_Required action_
Your response should consist of the full data, set down exactly.

<<<<

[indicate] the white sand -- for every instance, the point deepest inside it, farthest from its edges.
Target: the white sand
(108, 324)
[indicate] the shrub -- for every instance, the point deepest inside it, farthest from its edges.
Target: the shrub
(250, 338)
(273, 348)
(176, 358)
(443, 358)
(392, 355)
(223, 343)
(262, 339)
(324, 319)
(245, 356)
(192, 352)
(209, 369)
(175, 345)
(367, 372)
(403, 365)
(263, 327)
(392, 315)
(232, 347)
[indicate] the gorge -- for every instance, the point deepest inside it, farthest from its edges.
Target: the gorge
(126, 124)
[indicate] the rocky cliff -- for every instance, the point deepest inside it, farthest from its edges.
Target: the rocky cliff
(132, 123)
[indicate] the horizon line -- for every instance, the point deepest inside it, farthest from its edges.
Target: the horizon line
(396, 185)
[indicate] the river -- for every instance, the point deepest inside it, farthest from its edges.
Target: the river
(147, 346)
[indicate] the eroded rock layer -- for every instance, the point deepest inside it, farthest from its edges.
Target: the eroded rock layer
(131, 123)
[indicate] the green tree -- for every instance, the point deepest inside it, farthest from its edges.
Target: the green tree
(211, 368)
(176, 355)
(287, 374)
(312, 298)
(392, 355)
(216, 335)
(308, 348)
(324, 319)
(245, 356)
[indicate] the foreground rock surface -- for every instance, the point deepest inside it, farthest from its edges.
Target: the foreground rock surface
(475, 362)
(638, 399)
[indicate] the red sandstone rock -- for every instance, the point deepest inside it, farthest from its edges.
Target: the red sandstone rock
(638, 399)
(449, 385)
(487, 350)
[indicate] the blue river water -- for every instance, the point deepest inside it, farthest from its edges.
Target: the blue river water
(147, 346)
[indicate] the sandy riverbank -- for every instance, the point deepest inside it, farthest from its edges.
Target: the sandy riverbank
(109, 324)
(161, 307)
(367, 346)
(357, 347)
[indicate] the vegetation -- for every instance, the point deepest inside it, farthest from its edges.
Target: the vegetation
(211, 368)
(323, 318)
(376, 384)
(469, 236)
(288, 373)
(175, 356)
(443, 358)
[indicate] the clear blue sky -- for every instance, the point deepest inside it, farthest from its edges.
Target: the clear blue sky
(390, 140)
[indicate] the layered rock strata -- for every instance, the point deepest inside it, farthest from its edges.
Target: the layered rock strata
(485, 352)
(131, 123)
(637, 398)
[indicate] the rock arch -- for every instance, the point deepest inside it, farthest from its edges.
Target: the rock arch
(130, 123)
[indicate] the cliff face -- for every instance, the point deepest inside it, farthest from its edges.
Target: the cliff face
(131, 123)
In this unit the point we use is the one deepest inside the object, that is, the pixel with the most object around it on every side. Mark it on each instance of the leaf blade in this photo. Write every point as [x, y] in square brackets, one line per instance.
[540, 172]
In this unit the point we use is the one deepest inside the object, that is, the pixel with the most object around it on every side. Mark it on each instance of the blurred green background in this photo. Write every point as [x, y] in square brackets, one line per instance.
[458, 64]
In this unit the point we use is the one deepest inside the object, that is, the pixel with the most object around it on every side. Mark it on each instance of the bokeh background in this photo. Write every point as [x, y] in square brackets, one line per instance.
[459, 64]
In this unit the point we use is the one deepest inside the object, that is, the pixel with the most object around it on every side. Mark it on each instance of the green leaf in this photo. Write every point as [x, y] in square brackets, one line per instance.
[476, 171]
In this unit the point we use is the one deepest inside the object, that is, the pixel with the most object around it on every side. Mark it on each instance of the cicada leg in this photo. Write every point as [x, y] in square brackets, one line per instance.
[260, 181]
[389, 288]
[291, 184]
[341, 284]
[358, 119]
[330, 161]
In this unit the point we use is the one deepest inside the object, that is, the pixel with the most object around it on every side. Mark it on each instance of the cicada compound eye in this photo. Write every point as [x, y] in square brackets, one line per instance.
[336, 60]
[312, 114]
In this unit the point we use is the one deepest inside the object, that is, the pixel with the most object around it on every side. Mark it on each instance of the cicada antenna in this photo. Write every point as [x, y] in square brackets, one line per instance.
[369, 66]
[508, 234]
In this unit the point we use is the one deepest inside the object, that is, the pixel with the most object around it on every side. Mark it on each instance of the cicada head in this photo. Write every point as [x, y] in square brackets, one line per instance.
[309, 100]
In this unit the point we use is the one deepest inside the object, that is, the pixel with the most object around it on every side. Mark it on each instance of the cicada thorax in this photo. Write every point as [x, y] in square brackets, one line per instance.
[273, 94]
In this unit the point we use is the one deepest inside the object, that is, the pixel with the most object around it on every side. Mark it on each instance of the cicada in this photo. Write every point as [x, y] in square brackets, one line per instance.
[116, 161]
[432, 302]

>>>>

_Solution to this problem_
[indicate] the white sand -- for every instance, the point deepest inside it, farthest from its edges.
Target: the white sand
(108, 324)
[indicate] the shrub -- for every instance, the point deepest inside it, farthest from its edges.
Target: the shrub
(250, 338)
(273, 348)
(176, 358)
(443, 358)
(392, 355)
(223, 343)
(262, 339)
(324, 319)
(245, 356)
(192, 352)
(209, 369)
(175, 345)
(367, 372)
(403, 365)
(263, 327)
(392, 315)
(232, 347)
[indicate] the gorge -- for every instance, the point deepest inside it, farthest from its edges.
Target: the gorge
(126, 124)
[indicate] the rocky cliff -- for every instance, the point deepest inside it, farthest from its edges.
Target: the rocky cliff
(132, 123)
[indicate] the horizon line -- for every instance, the point deepest inside it, farthest from its edges.
Target: the horizon line
(396, 185)
[indicate] the river -- for every instance, the point deepest inside it, farthest from its edges.
Target: the river
(147, 346)
[indicate] the eroded rock layer -- for every instance, the point deepest inside it, farthest from its edges.
Target: the eroded rock layer
(131, 123)
[indicate] the green tree -- for every instance, the point deepest inside it, farthest from its edges.
Target: the green tree
(211, 368)
(176, 355)
(287, 374)
(312, 298)
(392, 355)
(216, 335)
(308, 348)
(324, 319)
(245, 356)
[indicate] the foreground rock surface -- for every instance, the point deepest inside it, farthest from its edges.
Target: the foreground rock surface
(475, 362)
(638, 399)
[indicate] the red sandstone rock -- for every instance, the point deepest inside it, farthest from its edges.
Target: the red sandstone rock
(638, 399)
(449, 385)
(487, 350)
[indicate] the blue river water -- for every instance, the point deepest inside it, farthest from its edges.
Target: the blue river water
(147, 346)
[indicate] the sandy riverbank -- for every instance, the point deepest inside it, farthest from its edges.
Target: the sandy riverbank
(109, 324)
(161, 307)
(367, 346)
(357, 347)
[indicate] the vegetation -- for every instance, the point deepest inside it, farthest from its edges.
Target: the vegetation
(211, 368)
(323, 318)
(376, 384)
(469, 236)
(288, 373)
(175, 356)
(443, 358)
[indicate] the clear blue sky -- for every instance, the point deepest inside it, farthest from its edges.
Target: the clear blue sky
(390, 140)
[indicate] the layered rock strata -- for every instance, the point deepest inside it, farthest from its edges.
Target: the layered rock strata
(485, 352)
(131, 123)
(637, 398)
[indicate] the rock arch -- for every instance, the point deepest inside it, farthest from its edges.
Target: the rock arch
(130, 123)
[indicate] the cliff face -- for every instance, the point deepest inside it, farthest from its edges.
Target: the cliff face
(131, 123)
In this unit the point we use is the one deepest inside the object, that is, the pixel with the most object around it on every side. Mark it on each instance of the leaf blade in this photo. Write every point as [x, y] in square brackets, one line per instance.
[540, 172]
In this unit the point we use is the one deepest inside the object, that is, the pixel with the most object around it on every side. Mark it on each instance of the blurred green background in this photo. Write every point as [x, y] in square brackets, one line per instance.
[458, 64]
In this unit the point we use is the one deepest inside the object, that is, the pixel with the most object around it on every side. Mark it on each instance of the bokeh background in this photo. Write every point as [x, y] in square brackets, one line per instance.
[459, 64]
In this unit the point we use is the one deepest inside the object, that is, the pixel with the most object around it on every side. Mark it on each instance of the green leaf in this photo. Write every point as [x, y] in square brackets, one line per instance.
[476, 171]
In this unit the point we use is the one deepest inside the object, that is, the pixel with the most object around it on every side. Mark it on each instance of the cicada leg in this photo. Write every point as [x, y] in square brackets, one line per instance.
[260, 181]
[389, 288]
[291, 184]
[341, 284]
[358, 119]
[330, 161]
In this unit the point we use is the one deepest inside the object, that is, the pixel with the most object around it on every side. Mark it on each instance of the cicada compound eye in this photo. Write every point as [x, y] in square brackets, one line per instance.
[336, 60]
[312, 114]
In this unit the point we use is the one deepest inside the object, that is, the pixel with the most object around it on every side. Mark it on each instance of the cicada antenna in this photo. Write every point as [x, y] in square brackets, one line per instance.
[369, 66]
[508, 234]
In this unit the point we use is the one deepest inside the object, that is, the pixel with the most object around it on every side. Mark it on each instance of the cicada head in this photo. Write every point as [x, y] in square brackets, one line per instance.
[309, 100]
In this unit the point we use is the one deepest inside the object, that is, the pixel with the most object around it on every side. Mark it on each instance of the cicada thorax in this photo. Write every point as [x, y] in square brackets, one line per instance.
[273, 94]
In this unit the point we use is the one deepest inside the object, that is, the pixel with the most object around it on every side. Mark it on each instance of the cicada in this photo. Write every point as [x, y] in square brackets, one line per instance.
[116, 161]
[432, 302]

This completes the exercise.